Text section >>
■ ■ ■ ■ ■ ■ ■

How shallow, right? But as Lamberts points out, all you need is the message. You don't really need to understand what r0 means (I hope it means the number of people a sick person infects).
We are doing it here too. If you want proof, check out the Brett Sutton-themed bedspread and masks, creations of Ashley Ellis, who describes Victoria's chief health officer as the number one #covidcrush for many Victorians. See how much we love great science communication? Sutton's also been described as a silver fox.
Lamberts, of ANU, says he has been prosecuting the case for making science and medicine accessible for years - and if the science gets a bit lost in the presentation, that doesn't matter so much, so long as the audience gets the message. We don't actually need to understand the science beneath, just as many of us don't really understand the mechanics of flight or cars. OK, not me anyway. We trust others to know how stuff works.
It's more important, says Lamberts, that the health or science message seems like fun, and that it might be possible to share the values of the person sharing those messages.

■ ■ ■ ■ ■ ■ ■

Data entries

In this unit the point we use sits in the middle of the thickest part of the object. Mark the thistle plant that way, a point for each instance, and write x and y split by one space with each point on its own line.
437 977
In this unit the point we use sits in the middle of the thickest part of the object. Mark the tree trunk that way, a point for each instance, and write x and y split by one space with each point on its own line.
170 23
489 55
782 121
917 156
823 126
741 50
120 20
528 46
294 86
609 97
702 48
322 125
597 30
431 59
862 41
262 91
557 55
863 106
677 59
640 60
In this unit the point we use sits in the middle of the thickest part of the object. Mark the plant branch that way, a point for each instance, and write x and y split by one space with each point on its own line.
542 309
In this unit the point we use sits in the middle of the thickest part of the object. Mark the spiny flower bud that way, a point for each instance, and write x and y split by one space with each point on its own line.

■ ■ ■ ■ ■ ■ ■

Exercise brief >>
In the text on science communication, how does Ashley Ellis describe Victoria's chief health officer? Please answer in one sentence. This material stands apart from the text on science communication.

Exercise output >>
Ashley Ellis describes him as the number one #covidcrush for many Victorians.